Only the lines from the one containing "Task: in the photo above, where can the pink boat" to the end of the records belong in the output; print them exactly.
▬▬▬
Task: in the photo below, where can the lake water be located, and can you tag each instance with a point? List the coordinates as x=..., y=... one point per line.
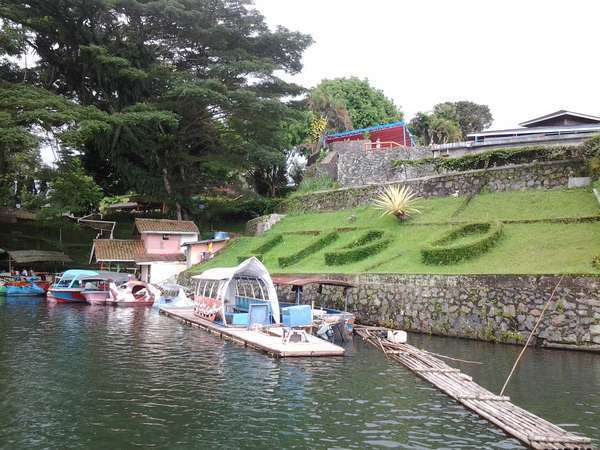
x=76, y=376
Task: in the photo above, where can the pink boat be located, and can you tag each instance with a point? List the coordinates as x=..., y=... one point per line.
x=132, y=293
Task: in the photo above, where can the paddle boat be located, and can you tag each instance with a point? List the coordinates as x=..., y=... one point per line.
x=68, y=288
x=132, y=293
x=96, y=287
x=330, y=323
x=30, y=286
x=172, y=296
x=240, y=303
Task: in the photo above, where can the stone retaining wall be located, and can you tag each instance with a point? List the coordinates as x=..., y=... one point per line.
x=358, y=168
x=543, y=175
x=501, y=308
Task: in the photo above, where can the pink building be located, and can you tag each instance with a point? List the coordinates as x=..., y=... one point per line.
x=163, y=249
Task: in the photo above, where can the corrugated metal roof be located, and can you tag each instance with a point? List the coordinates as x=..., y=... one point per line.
x=118, y=249
x=29, y=256
x=165, y=226
x=178, y=257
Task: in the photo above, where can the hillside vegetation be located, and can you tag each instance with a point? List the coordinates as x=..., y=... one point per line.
x=542, y=232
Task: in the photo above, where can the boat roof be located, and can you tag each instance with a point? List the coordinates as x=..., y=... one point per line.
x=115, y=276
x=78, y=273
x=303, y=281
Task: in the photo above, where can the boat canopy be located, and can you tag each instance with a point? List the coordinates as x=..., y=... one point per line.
x=68, y=277
x=249, y=279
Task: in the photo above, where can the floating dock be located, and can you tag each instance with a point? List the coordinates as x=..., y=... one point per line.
x=269, y=341
x=528, y=428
▬▬▬
◆ **Result of this exercise**
Task: in the photo above, where can the pink boat be located, and can you tag each instance with a point? List the coordinates as x=..., y=... one point per line.
x=132, y=293
Task: in the photo above, where can the paddle boat be located, and can you tag each instance with a point? List the coordinates as x=..., y=... one point per line.
x=68, y=288
x=132, y=293
x=96, y=287
x=330, y=323
x=30, y=286
x=172, y=296
x=240, y=303
Task: in the photo above, where can the stone retaining wall be located, and can you tag each instance with a point? List the coordinates as x=..., y=... one point per line.
x=358, y=168
x=543, y=175
x=501, y=308
Task: in the photo above, where can the pink building be located, and can you tag each instance with a point? List the coordinates as x=..., y=... one point per line.
x=163, y=249
Task: in the photo above, where can the corrugated metal roof be located, and can you tag each instance with a point? List the coordinates as x=..., y=... one point per line.
x=118, y=249
x=29, y=256
x=165, y=226
x=178, y=257
Task: in the photo above, where can the hillside vegetation be located, and can you tag each instance with a point? List the coordinates as x=..., y=... one point per line.
x=542, y=232
Task: in the photo above, where can the boat roof be located, and can you tag each instance with a point? List the coordinates as x=..., y=... one point per line.
x=115, y=276
x=78, y=273
x=303, y=281
Task: in the photo above, where can the boat canopy be located, and can you tag each instance with a point? List the coordinates as x=..., y=... one point per line.
x=68, y=277
x=249, y=279
Task: in the photo above, where can the floating dock be located, and can you tag each instance with a point? List the coordinates as x=..., y=... one point per line.
x=269, y=341
x=528, y=428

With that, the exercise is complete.